[Stored items]
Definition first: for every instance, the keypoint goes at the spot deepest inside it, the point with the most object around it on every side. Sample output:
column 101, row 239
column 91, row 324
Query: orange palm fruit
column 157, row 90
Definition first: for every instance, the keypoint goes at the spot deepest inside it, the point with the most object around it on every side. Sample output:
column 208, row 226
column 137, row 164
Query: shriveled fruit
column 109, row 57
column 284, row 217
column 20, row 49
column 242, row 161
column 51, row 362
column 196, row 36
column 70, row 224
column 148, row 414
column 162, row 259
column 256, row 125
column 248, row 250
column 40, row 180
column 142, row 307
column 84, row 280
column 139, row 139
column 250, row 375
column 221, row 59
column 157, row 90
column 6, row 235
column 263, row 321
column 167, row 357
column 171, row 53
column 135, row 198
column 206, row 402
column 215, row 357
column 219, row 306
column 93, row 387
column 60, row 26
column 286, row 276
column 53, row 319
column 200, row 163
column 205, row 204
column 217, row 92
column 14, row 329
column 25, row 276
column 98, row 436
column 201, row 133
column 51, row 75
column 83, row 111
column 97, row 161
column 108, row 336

**How to complete this task**
Using the records above, copy exactly the lines from the one containing "column 91, row 324" through the last, inclusive, and nothing else.

**Response to the exercise**
column 91, row 324
Query: orange palm fruit
column 157, row 90
Definition first: for every instance, the keypoint goes at the spot deepest inside it, the point with the most object around it on every side. Sample output:
column 208, row 226
column 137, row 164
Query: shriveled fruit
column 109, row 57
column 284, row 217
column 20, row 49
column 242, row 161
column 51, row 362
column 196, row 36
column 70, row 224
column 148, row 414
column 162, row 259
column 256, row 125
column 248, row 250
column 40, row 180
column 142, row 307
column 84, row 280
column 139, row 139
column 250, row 375
column 221, row 59
column 157, row 90
column 6, row 235
column 263, row 321
column 167, row 357
column 171, row 53
column 135, row 198
column 206, row 402
column 215, row 357
column 219, row 306
column 93, row 387
column 60, row 26
column 286, row 276
column 53, row 319
column 200, row 163
column 205, row 204
column 217, row 92
column 14, row 329
column 25, row 276
column 98, row 436
column 201, row 133
column 51, row 75
column 83, row 111
column 97, row 161
column 108, row 336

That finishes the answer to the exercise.